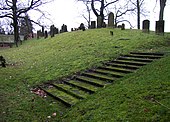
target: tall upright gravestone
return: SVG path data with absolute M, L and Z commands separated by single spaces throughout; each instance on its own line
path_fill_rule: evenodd
M 156 21 L 156 34 L 164 34 L 164 20 Z
M 91 29 L 95 29 L 96 28 L 96 21 L 91 21 Z
M 108 17 L 108 27 L 114 27 L 114 14 L 111 12 L 109 13 Z
M 142 31 L 145 33 L 149 33 L 150 21 L 144 20 L 142 23 Z
M 102 27 L 102 17 L 98 16 L 97 17 L 97 28 L 101 28 Z
M 51 37 L 54 37 L 54 25 L 50 26 L 50 35 Z

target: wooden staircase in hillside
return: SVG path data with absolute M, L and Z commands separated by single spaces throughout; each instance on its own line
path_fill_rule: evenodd
M 131 52 L 104 63 L 103 66 L 75 75 L 73 78 L 47 83 L 39 88 L 47 95 L 70 107 L 102 89 L 105 85 L 114 83 L 117 79 L 133 73 L 141 66 L 162 58 L 163 55 L 163 53 Z

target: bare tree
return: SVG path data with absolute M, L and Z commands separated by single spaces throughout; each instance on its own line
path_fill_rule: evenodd
M 94 2 L 100 2 L 100 10 L 95 8 Z M 112 0 L 111 2 L 107 2 L 106 0 L 91 0 L 91 7 L 93 10 L 93 13 L 96 15 L 96 17 L 100 16 L 102 18 L 102 22 L 105 19 L 105 15 L 104 15 L 104 10 L 111 4 L 114 4 L 116 2 L 118 2 L 119 0 Z
M 78 1 L 82 1 L 83 4 L 86 6 L 86 12 L 88 14 L 88 16 L 83 12 L 82 17 L 87 21 L 88 23 L 88 28 L 90 28 L 90 22 L 91 22 L 91 6 L 90 6 L 90 1 L 88 0 L 78 0 Z
M 124 18 L 124 15 L 126 15 L 128 12 L 133 12 L 136 10 L 136 7 L 133 7 L 130 1 L 124 1 L 124 5 L 115 5 L 115 27 L 117 27 L 118 23 L 120 22 L 127 22 L 131 27 L 132 24 L 129 20 Z
M 135 7 L 137 15 L 137 28 L 140 29 L 140 15 L 146 16 L 147 11 L 144 8 L 144 0 L 129 0 Z
M 166 6 L 166 0 L 160 0 L 159 20 L 163 20 L 165 6 Z
M 50 2 L 49 0 L 0 0 L 0 18 L 9 18 L 12 20 L 12 26 L 14 28 L 14 42 L 18 47 L 19 42 L 19 27 L 18 19 L 24 18 L 22 14 L 31 10 L 38 10 L 38 7 Z M 30 20 L 36 24 L 34 20 Z

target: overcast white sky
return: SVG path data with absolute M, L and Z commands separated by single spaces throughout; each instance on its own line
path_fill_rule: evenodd
M 157 21 L 159 18 L 159 2 L 157 3 L 156 8 L 154 9 L 156 0 L 145 1 L 147 1 L 146 6 L 150 13 L 148 13 L 147 17 L 141 18 L 141 23 L 142 20 L 149 19 L 151 30 L 155 30 L 155 21 Z M 85 9 L 85 5 L 83 5 L 82 2 L 76 2 L 76 0 L 54 0 L 54 2 L 45 5 L 43 9 L 51 14 L 50 18 L 53 21 L 52 23 L 59 29 L 61 28 L 62 24 L 66 24 L 68 26 L 68 30 L 70 31 L 72 27 L 78 27 L 80 23 L 86 22 L 85 19 L 81 17 L 81 13 Z M 166 32 L 170 32 L 170 16 L 168 12 L 170 12 L 170 0 L 167 0 L 167 5 L 164 11 Z M 91 16 L 91 20 L 96 20 L 96 17 L 93 15 L 93 13 L 91 14 Z M 132 21 L 132 25 L 136 28 L 136 17 L 129 18 L 130 21 Z M 128 24 L 126 27 L 129 27 Z

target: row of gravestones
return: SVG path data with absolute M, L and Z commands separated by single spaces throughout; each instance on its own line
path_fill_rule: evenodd
M 67 31 L 67 25 L 62 25 L 61 26 L 61 30 L 59 31 L 58 28 L 56 28 L 54 25 L 50 26 L 50 36 L 54 37 L 55 34 L 59 34 L 59 33 L 63 33 L 63 32 L 68 32 Z M 48 32 L 44 31 L 44 27 L 42 26 L 42 30 L 38 30 L 37 31 L 37 39 L 39 39 L 40 37 L 44 37 L 44 38 L 48 38 Z
M 156 28 L 155 28 L 155 33 L 156 34 L 164 34 L 164 23 L 165 21 L 156 21 Z M 142 23 L 142 31 L 149 33 L 150 31 L 150 21 L 149 20 L 144 20 Z
M 155 32 L 156 34 L 161 34 L 164 33 L 164 20 L 162 21 L 156 21 L 156 28 L 155 28 Z M 97 28 L 101 28 L 101 27 L 106 27 L 106 23 L 102 22 L 102 17 L 98 16 L 97 17 Z M 108 16 L 108 27 L 115 27 L 114 25 L 114 14 L 111 12 Z M 118 28 L 121 28 L 122 30 L 125 30 L 125 24 L 123 23 L 122 25 L 118 25 L 116 26 Z M 150 27 L 150 21 L 149 20 L 144 20 L 143 21 L 143 27 L 142 30 L 143 32 L 149 32 L 149 27 Z M 96 21 L 91 21 L 91 29 L 96 28 Z
M 102 17 L 98 16 L 97 17 L 97 28 L 105 28 L 106 27 L 106 23 L 102 21 Z M 114 14 L 111 12 L 109 13 L 108 16 L 108 25 L 107 27 L 113 28 L 115 27 L 114 24 Z M 122 30 L 125 30 L 125 24 L 123 23 L 122 25 L 117 26 L 118 28 L 121 28 Z M 96 21 L 91 21 L 91 29 L 95 29 L 96 28 Z
M 144 20 L 143 21 L 143 27 L 142 27 L 143 32 L 149 32 L 149 26 L 150 26 L 150 21 L 149 20 Z M 106 23 L 102 21 L 101 16 L 98 16 L 97 17 L 97 28 L 105 28 L 105 27 L 106 27 Z M 112 12 L 109 13 L 107 27 L 110 27 L 110 28 L 115 27 L 114 14 Z M 124 23 L 122 25 L 118 25 L 116 27 L 121 28 L 121 30 L 125 30 L 125 24 Z M 91 29 L 96 28 L 96 21 L 91 21 L 90 28 Z M 84 31 L 85 26 L 84 26 L 83 23 L 81 23 L 80 27 L 78 29 L 73 29 L 73 28 L 71 29 L 71 31 L 74 31 L 74 30 L 83 30 Z M 67 31 L 67 25 L 63 24 L 61 26 L 60 33 L 63 33 L 63 32 L 68 32 Z M 164 21 L 156 21 L 156 31 L 155 32 L 157 34 L 164 33 Z M 58 33 L 59 33 L 58 28 L 56 28 L 54 25 L 51 25 L 50 26 L 50 35 L 51 35 L 51 37 L 54 37 L 54 35 L 58 34 Z M 42 27 L 42 31 L 41 30 L 37 31 L 37 38 L 39 38 L 39 37 L 44 37 L 44 38 L 48 37 L 47 31 L 44 32 L 44 27 Z

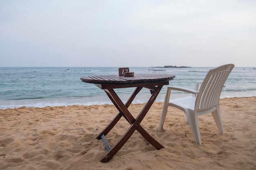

-- -- --

§ **WRITTEN REQUEST**: Reproduce all of the material above verbatim, line for line, omitting the pictures.

§ **EXERCISE ANSWER**:
target: tall upright gravestone
return: SVG path data with absolute M, L and Z commands separated by single spaces throughout; each instance on its own line
path_fill_rule: evenodd
M 156 21 L 156 34 L 164 34 L 164 20 Z
M 91 29 L 95 29 L 96 28 L 96 21 L 91 21 Z
M 108 17 L 108 27 L 114 27 L 114 14 L 111 12 L 109 13 Z
M 142 31 L 145 33 L 149 33 L 150 21 L 144 20 L 142 23 Z
M 102 27 L 102 17 L 98 16 L 97 17 L 97 28 L 101 28 Z
M 51 37 L 54 37 L 54 25 L 50 26 L 50 35 Z

target: wooden staircase in hillside
return: SVG path data with absolute M, L and Z commands separated by single spaces throughout; each instance on its own line
path_fill_rule: evenodd
M 131 52 L 104 63 L 103 66 L 75 75 L 73 78 L 47 83 L 39 88 L 47 95 L 70 107 L 102 89 L 105 85 L 114 83 L 117 79 L 133 73 L 141 66 L 162 58 L 163 55 L 163 53 Z

target: bare tree
return: SVG path data with absolute M, L and Z commands separated by single spaces throughout; each instance on its own line
path_fill_rule: evenodd
M 94 2 L 100 2 L 100 10 L 95 8 Z M 112 0 L 111 2 L 107 2 L 106 0 L 91 0 L 91 7 L 93 10 L 93 13 L 96 15 L 96 17 L 100 16 L 102 18 L 102 22 L 105 19 L 105 15 L 104 15 L 104 10 L 111 4 L 114 4 L 116 2 L 118 2 L 119 0 Z
M 78 1 L 82 1 L 83 4 L 86 6 L 86 12 L 88 14 L 88 16 L 83 12 L 82 17 L 87 21 L 88 23 L 88 28 L 90 28 L 90 22 L 91 22 L 91 6 L 90 6 L 90 1 L 88 0 L 78 0 Z
M 124 18 L 124 15 L 126 15 L 128 12 L 133 12 L 136 10 L 136 7 L 133 7 L 130 1 L 124 1 L 124 5 L 115 5 L 115 27 L 117 27 L 118 23 L 120 22 L 127 22 L 131 27 L 132 24 L 129 20 Z
M 135 7 L 137 15 L 137 28 L 140 29 L 140 15 L 146 16 L 147 11 L 144 8 L 144 0 L 129 0 Z
M 166 6 L 166 0 L 160 0 L 159 20 L 163 20 L 165 6 Z
M 50 2 L 49 0 L 0 0 L 0 18 L 9 18 L 12 20 L 12 26 L 14 28 L 14 42 L 18 47 L 19 42 L 19 27 L 18 19 L 24 18 L 22 14 L 31 10 L 38 10 L 38 7 Z M 30 20 L 36 24 L 34 20 Z

target: overcast white sky
return: SVG path data with absolute M, L and Z commands separated by single spaces throughout; each instance on its own line
path_fill_rule: evenodd
M 157 21 L 159 18 L 159 2 L 157 3 L 156 8 L 154 9 L 156 0 L 145 1 L 147 1 L 146 6 L 150 13 L 148 13 L 147 17 L 141 18 L 141 23 L 142 20 L 149 19 L 151 30 L 155 30 L 155 21 Z M 85 9 L 85 5 L 83 5 L 82 2 L 76 2 L 76 0 L 54 0 L 54 2 L 45 5 L 43 9 L 51 14 L 50 18 L 53 21 L 52 23 L 59 29 L 61 28 L 62 24 L 66 24 L 68 26 L 68 30 L 70 31 L 72 27 L 78 27 L 80 23 L 86 22 L 85 19 L 81 17 L 81 13 Z M 166 32 L 170 32 L 170 16 L 168 12 L 170 12 L 170 0 L 167 0 L 167 5 L 164 11 Z M 91 16 L 91 20 L 96 20 L 96 17 L 93 15 L 93 13 L 91 14 Z M 132 21 L 132 25 L 136 28 L 136 17 L 129 18 L 130 21 Z M 128 24 L 126 27 L 129 27 Z

target: row of gravestones
return: SVG path data with absolute M, L and Z commands separated by single spaces throughout; each instance on its own line
path_fill_rule: evenodd
M 67 31 L 67 25 L 62 25 L 61 26 L 61 30 L 59 31 L 58 28 L 56 28 L 54 25 L 50 26 L 50 36 L 54 37 L 55 34 L 59 34 L 59 33 L 63 33 L 63 32 L 68 32 Z M 48 32 L 44 31 L 44 27 L 42 26 L 42 30 L 38 30 L 37 31 L 37 39 L 39 39 L 40 37 L 44 37 L 44 38 L 48 38 Z
M 156 28 L 155 28 L 155 33 L 156 34 L 164 34 L 164 23 L 165 21 L 156 21 Z M 142 23 L 142 31 L 149 33 L 150 31 L 150 21 L 149 20 L 144 20 Z
M 155 32 L 156 34 L 161 34 L 164 33 L 164 20 L 162 21 L 156 21 L 156 28 L 155 28 Z M 97 28 L 101 28 L 101 27 L 106 27 L 106 23 L 102 22 L 102 17 L 98 16 L 97 17 Z M 108 16 L 108 27 L 115 27 L 114 25 L 114 14 L 111 12 Z M 118 28 L 121 28 L 122 30 L 125 30 L 125 24 L 123 23 L 122 25 L 118 25 L 116 26 Z M 150 27 L 150 21 L 149 20 L 144 20 L 143 21 L 143 27 L 142 30 L 143 32 L 149 32 L 149 27 Z M 96 21 L 91 21 L 91 29 L 96 28 Z
M 102 17 L 98 16 L 97 17 L 97 28 L 105 28 L 106 27 L 106 23 L 102 21 Z M 114 14 L 111 12 L 109 13 L 108 16 L 108 25 L 107 27 L 113 28 L 115 27 L 114 24 Z M 122 30 L 125 30 L 125 24 L 123 23 L 122 25 L 117 26 L 118 28 L 121 28 Z M 96 21 L 91 21 L 91 29 L 95 29 L 96 28 Z
M 144 20 L 143 21 L 143 27 L 142 27 L 143 32 L 149 32 L 149 26 L 150 26 L 150 21 L 149 20 Z M 106 23 L 102 21 L 101 16 L 98 16 L 97 17 L 97 28 L 105 28 L 105 27 L 106 27 Z M 112 12 L 109 13 L 107 27 L 110 27 L 110 28 L 115 27 L 114 14 Z M 124 23 L 122 25 L 118 25 L 116 27 L 121 28 L 121 30 L 125 30 L 125 24 Z M 91 29 L 96 28 L 96 21 L 91 21 L 90 28 Z M 84 31 L 85 26 L 84 26 L 83 23 L 81 23 L 80 27 L 78 29 L 73 29 L 73 28 L 71 29 L 71 31 L 74 31 L 74 30 L 83 30 Z M 67 31 L 67 25 L 63 24 L 61 26 L 60 33 L 63 33 L 63 32 L 68 32 Z M 164 21 L 156 21 L 156 31 L 155 32 L 157 34 L 164 33 Z M 58 33 L 59 33 L 58 28 L 56 28 L 54 25 L 51 25 L 50 26 L 50 35 L 51 35 L 51 37 L 54 37 L 54 35 L 58 34 Z M 42 27 L 42 31 L 41 30 L 37 31 L 37 38 L 39 38 L 39 37 L 44 37 L 44 38 L 48 37 L 47 31 L 44 32 L 44 27 Z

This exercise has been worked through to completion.